ECLI:NL:CRVB:2004:AS2341

Centrale Raad van Beroep

Datum uitspraak
16 december 2004
Publicatiedatum
4 april 2013
Zaaknummer
02/3612 WAO
Instantie
Centrale Raad van Beroep
Type
Uitspraak
Rechtsgebied
Bestuursrecht; Socialezekerheidsrecht
Procedures
  • Hoger beroep
Vindplaatsen
  • Rechtspraak.nl
AI samenvatting door LexboostAutomatisch gegenereerd

Hoger beroep over gedifferentieerde premie in het kader van de WAO

In deze zaak gaat het om een hoger beroep van een B.V. tegen de Raad van bestuur van het Uitvoeringsinstituut werknemersverzekeringen (Uwv) over de vaststelling van de gedifferentieerde premie op grond van de Wet op de arbeidsongeschiktheidsverzekering (WAO). De zaak is ontstaan na de inwerkingtreding van de Wet structuur uitvoeringsorganisatie werk en inkomen op 1 januari 2002, waarbij de Raad van bestuur van het Uwv in de plaats is getreden van het Landelijk instituut sociale verzekeringen (Lisv). De appellante heeft hoger beroep ingesteld tegen een eerdere uitspraak van de rechtbank Breda van 15 mei 2002, waarin het beroep ongegrond werd verklaard. De rechtbank oordeelde dat de berekening van de gemiddelde premieloonsom door gedaagde in overeenstemming was met het Besluit premiedifferentiatie WAO.

De Centrale Raad van Beroep heeft de zaak behandeld op 2 december 2004, maar partijen zijn niet verschenen. De Raad heeft vastgesteld dat gedaagde de gedifferentieerde premie voor 2001 heeft vastgesteld op het maximum voor kleine werkgevers, namelijk 4,77%. Dit was gebaseerd op de gemiddelde premieloonsom over de jaren 1996 tot en met 1999, omdat appellante in 1995 nog geen werkgever was. Het bezwaarschrift van appellante is gedeeltelijk gegrond verklaard, waardoor zij als grote werkgever werd aangemerkt, maar de gedifferentieerde premie bleef gehandhaafd.

De Raad heeft het oordeel van de rechtbank onderschreven en geconcludeerd dat de berekening van de gemiddelde premieloonsom correct was. De Raad heeft geen aanleiding gezien om artikel 8:75 van de Algemene wet bestuursrecht toe te passen, wat zou betekenen dat gedaagde de proceskosten zou moeten vergoeden. Uiteindelijk heeft de Centrale Raad van Beroep de aangevallen uitspraak bevestigd, waarmee het hoger beroep van appellante faalde.

Uitspraak

E N K E L V O U D I G E K A M E R
02/3612 WAO
U I T S P R A A K
in het geding tussen:
[naam B.V.], gevestigd te [vestigingsplaats], appellante,
en
de Raad van bestuur van het Uitvoeringsinstituut werknemersverzekeringen gedaagde.
++++++++++
Opgaven:
1. Op welk percentage heeft gedaagde volgens de uitspraak over de WAO-premie de gedifferentieerde premie voor 2001 vastgesteld?
2. Waarom is de gemiddelde premieloonsom in de uitspraak over de WAO-premie berekend over de jaren 1996 tot en met 1999? Licht dit toe in één tot drie zinnen.
3. Schrijf de uitspraak over de WAO-premie verder, te beginnen na de laatste regel hierboven.

Fragmenten uit records:
++++++++++
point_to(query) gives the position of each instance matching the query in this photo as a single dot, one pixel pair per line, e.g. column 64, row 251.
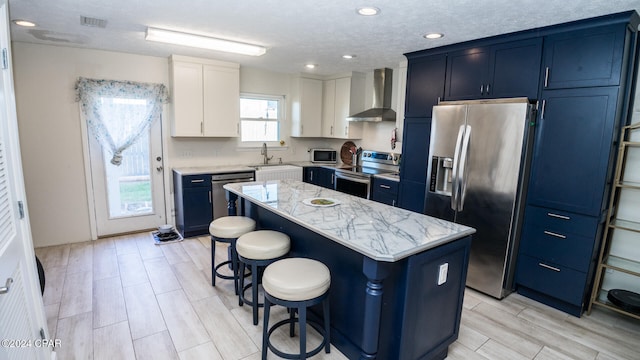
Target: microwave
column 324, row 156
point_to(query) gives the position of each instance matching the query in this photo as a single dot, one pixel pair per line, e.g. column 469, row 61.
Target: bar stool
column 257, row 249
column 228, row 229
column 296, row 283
++++++++++
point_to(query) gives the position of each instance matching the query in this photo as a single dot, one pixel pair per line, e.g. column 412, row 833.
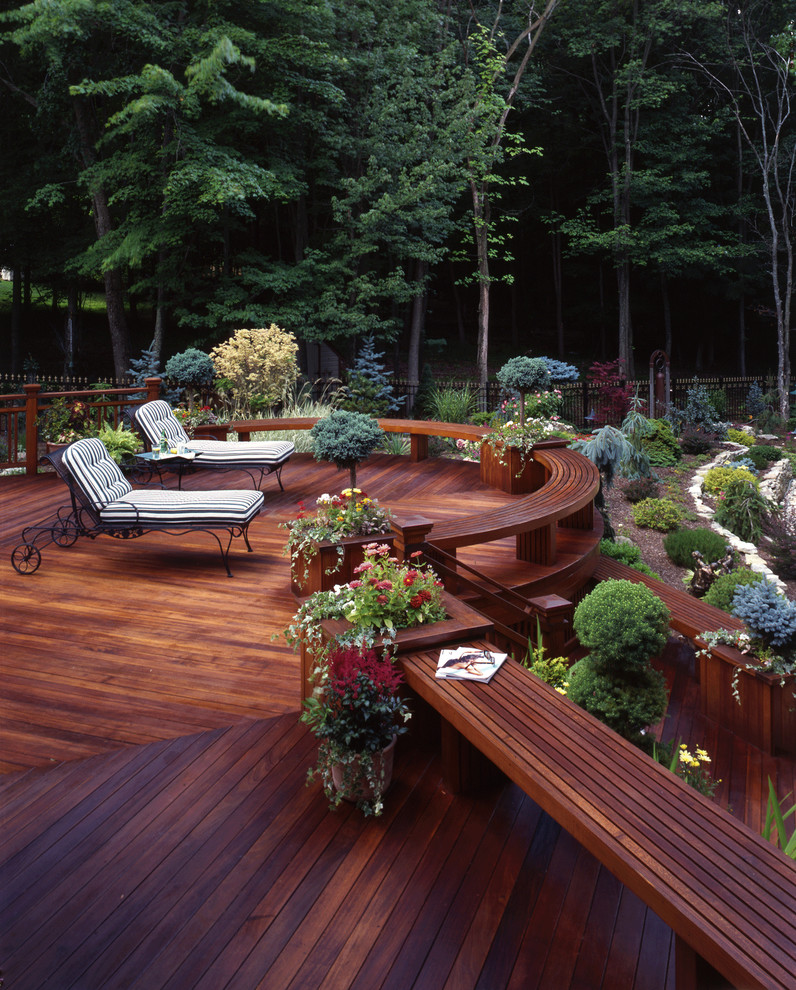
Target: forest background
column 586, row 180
++++++++++
Antwoorden:
1. Op 4,77%, het maximum voor kleine werkgevers.

2. De gemiddelde premieloonsom is over 1996 tot en met 1999 berekend omdat appellante in 1995 nog geen werkgever was.

3.
I. ONTSTAAN EN LOOP VAN HET GEDING
Met ingang van 1 januari 2002 is de Wet structuur uitvoeringsorganisatie werk en inkomen in werking getreden. Ingevolge de Invoeringswet Wet structuur uitvoeringsorganisatie werk en inkomen treedt in dit geding de Raad van bestuur van het Uitvoeringsinstituut werknemersverzekeringen (Uwv) in de plaats van het Landelijk instituut sociale verzekeringen (Lisv). In deze uitspraak wordt onder gedaagde tevens verstaan het Lisv.
Appellante heeft hoger beroep ingesteld tegen de tussen partijen op 15 mei 2002 onder kenmerk 01/764 door de rechtbank Breda gewezen uitspraak.
Gedaagde heeft een verweerschrift ingediend.
De zaak is ter behandeling aan de orde gesteld ter zitting van de Raad op 2 december 2004, waar partijen niet zijn verschenen.
II. MOTIVERING
Bij besluit van 28 november 2000 heeft gedaagde de door appellante voor 2001 verschuldigde gedifferentieerde premie op grond van de Wet op de arbeidsongeschiktheidsverzekering (WAO) bepaald op het voor kleine werkgevers geldende maximum van 4,77%. Daarbij is uitgegaan van de gemiddelde premieloonsom over de jaren 1996 tot en met 1999, omdat appellante in 1995 nog geen werkgever was. Appellantes bezwaarschrift is door gedaagde in zoverre gegrond verklaard dat appellante is aangemerkt als grote (in plaats van kleine) werkgever onder handhaving van de gedifferentieerde premie.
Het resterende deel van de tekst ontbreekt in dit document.